#### The data

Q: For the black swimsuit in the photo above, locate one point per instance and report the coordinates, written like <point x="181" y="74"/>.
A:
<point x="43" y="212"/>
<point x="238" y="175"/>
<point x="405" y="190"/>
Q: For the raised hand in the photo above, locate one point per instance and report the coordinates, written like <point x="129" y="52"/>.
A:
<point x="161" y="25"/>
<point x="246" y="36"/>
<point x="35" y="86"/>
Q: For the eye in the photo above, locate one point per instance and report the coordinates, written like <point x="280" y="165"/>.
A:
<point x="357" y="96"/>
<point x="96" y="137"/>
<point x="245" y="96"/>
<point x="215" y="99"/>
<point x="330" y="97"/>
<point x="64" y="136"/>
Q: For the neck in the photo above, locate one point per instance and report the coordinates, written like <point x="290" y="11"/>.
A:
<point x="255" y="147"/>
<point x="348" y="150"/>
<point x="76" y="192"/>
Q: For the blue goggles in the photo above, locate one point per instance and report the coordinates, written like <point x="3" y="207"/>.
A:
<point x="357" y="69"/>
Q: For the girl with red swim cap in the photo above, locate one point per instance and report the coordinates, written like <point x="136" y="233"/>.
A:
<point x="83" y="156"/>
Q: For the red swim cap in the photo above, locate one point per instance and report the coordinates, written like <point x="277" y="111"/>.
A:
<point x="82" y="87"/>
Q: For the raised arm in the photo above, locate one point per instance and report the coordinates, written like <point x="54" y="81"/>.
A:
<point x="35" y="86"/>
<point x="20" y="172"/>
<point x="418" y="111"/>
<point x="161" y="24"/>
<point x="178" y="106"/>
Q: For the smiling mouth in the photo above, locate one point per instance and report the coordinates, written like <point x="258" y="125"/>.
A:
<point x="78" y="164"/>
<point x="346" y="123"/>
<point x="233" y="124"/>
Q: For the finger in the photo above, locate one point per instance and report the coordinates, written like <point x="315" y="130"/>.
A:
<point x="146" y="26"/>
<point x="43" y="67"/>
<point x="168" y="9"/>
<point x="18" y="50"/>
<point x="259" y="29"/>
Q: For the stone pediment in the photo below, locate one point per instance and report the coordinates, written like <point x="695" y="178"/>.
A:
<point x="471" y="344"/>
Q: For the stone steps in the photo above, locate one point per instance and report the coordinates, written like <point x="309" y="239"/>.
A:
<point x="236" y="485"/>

#### Exercise instructions
Recast the lines above as a Markdown table with the columns "Row" and "Line." Number each line in order and omit any blank lines.

#### Response
| Row | Line |
|---|---|
| 1 | Q: For the black swimsuit in the photo above, locate one point per instance and report the coordinates, written like <point x="181" y="74"/>. |
| 2 | A: |
| 3 | <point x="43" y="212"/> |
| 4 | <point x="238" y="175"/> |
| 5 | <point x="405" y="190"/> |
| 6 | Q: For the raised hand in the photo above, locate one point per instance and report the coordinates, written like <point x="129" y="52"/>. |
| 7 | A: |
| 8 | <point x="161" y="25"/> |
| 9 | <point x="246" y="36"/> |
| 10 | <point x="35" y="86"/> |
| 11 | Q: For the eye in the photo above, locate one point per instance and report the coordinates, written like <point x="280" y="165"/>. |
| 12 | A: |
| 13 | <point x="357" y="96"/> |
| 14 | <point x="96" y="137"/> |
| 15 | <point x="245" y="96"/> |
| 16 | <point x="215" y="99"/> |
| 17 | <point x="330" y="97"/> |
| 18 | <point x="64" y="136"/> |
| 19 | Q: For the neck in the photo above, locate one point per instance and report the coordinates, written like <point x="290" y="11"/>. |
| 20 | A: |
| 21 | <point x="255" y="147"/> |
| 22 | <point x="348" y="150"/> |
| 23 | <point x="76" y="192"/> |
| 24 | Q: For the blue goggles in the photo above, locate one point per instance and report the coordinates, written like <point x="3" y="207"/>. |
| 25 | A: |
| 26 | <point x="357" y="69"/> |
| 27 | Q: For the girl with red swim cap in the photo above, locate one point per instance and report the coordinates, written like <point x="136" y="233"/>. |
| 28 | A: |
| 29 | <point x="83" y="156"/> |
| 30 | Q: For the red swim cap in the photo above, locate one point per instance and report the coordinates, written like <point x="277" y="111"/>. |
| 31 | A: |
| 32 | <point x="82" y="87"/> |
| 33 | Q: For the raised arm in the photo above, locate one point per instance and report the coordinates, written like <point x="54" y="81"/>. |
| 34 | A: |
| 35 | <point x="35" y="86"/> |
| 36 | <point x="20" y="172"/> |
| 37 | <point x="418" y="111"/> |
| 38 | <point x="161" y="24"/> |
| 39 | <point x="178" y="106"/> |
| 40 | Q: For the smiling mouth in the photo above, locate one point per instance and report the coordinates, written like <point x="258" y="125"/>. |
| 41 | A: |
| 42 | <point x="78" y="164"/> |
| 43 | <point x="346" y="123"/> |
| 44 | <point x="233" y="124"/> |
| 45 | Q: For the finger in the photo above, locate one point per instance and report the coordinates, written like <point x="315" y="130"/>. |
| 46 | A: |
| 47 | <point x="146" y="26"/> |
| 48 | <point x="43" y="67"/> |
| 49 | <point x="168" y="9"/> |
| 50 | <point x="18" y="50"/> |
| 51 | <point x="259" y="29"/> |
| 52 | Q: For the stone pediment in the photo below, locate one point per instance and report the coordinates, written like <point x="695" y="178"/>. |
| 53 | A: |
| 54 | <point x="471" y="344"/> |
| 55 | Q: For the stone steps in the photo above, locate one point per instance and report the coordinates, written like <point x="309" y="239"/>. |
| 56 | A: |
| 57 | <point x="236" y="485"/> |